- [TO DO]:
In the excerpt on HAE treatment, what year did the FDA approve C1 inhibitor replacement therapy?

- [TEXT EXCERPT]:
—————

Treatment of HAE relies on long–term prophylaxis, short–term prophylaxis, and the treatment of acute attacks. The long–term goal is to minimize the frequency and severity of angioedema episodes. It has been reported that patients with HAE develop 1 to 2 swelling attacks per month on average.8

Long–Term Prophylaxis

Long-term prophylaxis should be considered in patients with a history of life–threatening attacks or serious attacks more than once every 3 months. Prior to U.S. Food and Drug Administration (FDA) approval of C1 inhibitor replacement therapy in 2008, prophylactic or long–term treatment of HAE relied on the use of synthetic 17-α–alkylated androgens: danazol and stanozolol (Winstrol). In double–blind studies, androgens were associated with an increase in the level of C1 inhibitor and a reduction in the number of angioedema attacks.9,10 However, androgens are associated with risks related to their mechanism of action. Common side effects include masculinization, alopecia, acne, changes in lipid profiles, and risk for hepatic adenoma. For this reason, the use of synthetic androgens is not recommended for patients under the age of 16 years of age. Also, it is contraindicated for use in pregnant or breastfeeding women.11

Patients who are currently using anabolic androgens should have liver enzymes, urinalysis and lipid profile checked every 6 months and liver ultrasound evaluations every 6 to 12 months, depending on the dose. Dosing relies on finding the lowest dose required to reduce the frequency and severity of swelling episodes rather than targeting to a particular C4 or C1 inhibitor level. Danazol at 200 mg daily or every other day, or stanozolol at 2 mg daily or every other day, are considered effective doses for most patients.

—————

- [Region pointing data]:
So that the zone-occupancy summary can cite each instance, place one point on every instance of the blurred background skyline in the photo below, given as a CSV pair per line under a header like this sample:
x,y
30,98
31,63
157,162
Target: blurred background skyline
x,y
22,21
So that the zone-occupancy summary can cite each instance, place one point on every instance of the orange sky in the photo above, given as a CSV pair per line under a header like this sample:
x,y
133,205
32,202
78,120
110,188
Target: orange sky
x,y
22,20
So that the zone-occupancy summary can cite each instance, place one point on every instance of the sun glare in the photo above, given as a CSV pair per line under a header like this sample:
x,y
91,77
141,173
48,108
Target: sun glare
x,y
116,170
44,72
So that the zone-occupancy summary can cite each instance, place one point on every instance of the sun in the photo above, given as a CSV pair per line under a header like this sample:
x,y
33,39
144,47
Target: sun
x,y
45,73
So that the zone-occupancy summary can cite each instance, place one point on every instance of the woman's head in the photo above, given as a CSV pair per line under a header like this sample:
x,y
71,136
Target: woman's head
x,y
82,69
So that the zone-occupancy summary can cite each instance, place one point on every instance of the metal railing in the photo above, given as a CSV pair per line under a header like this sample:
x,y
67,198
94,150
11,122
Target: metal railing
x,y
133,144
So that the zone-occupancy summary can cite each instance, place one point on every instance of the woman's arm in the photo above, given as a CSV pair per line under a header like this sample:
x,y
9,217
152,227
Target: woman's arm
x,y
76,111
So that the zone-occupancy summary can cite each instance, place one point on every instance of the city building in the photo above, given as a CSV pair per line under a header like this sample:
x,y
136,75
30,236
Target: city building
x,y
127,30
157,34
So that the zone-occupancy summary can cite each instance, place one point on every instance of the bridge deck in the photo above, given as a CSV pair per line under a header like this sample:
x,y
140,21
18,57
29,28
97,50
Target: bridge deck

—————

- [RESPONSE TO THIS TASK]:
2008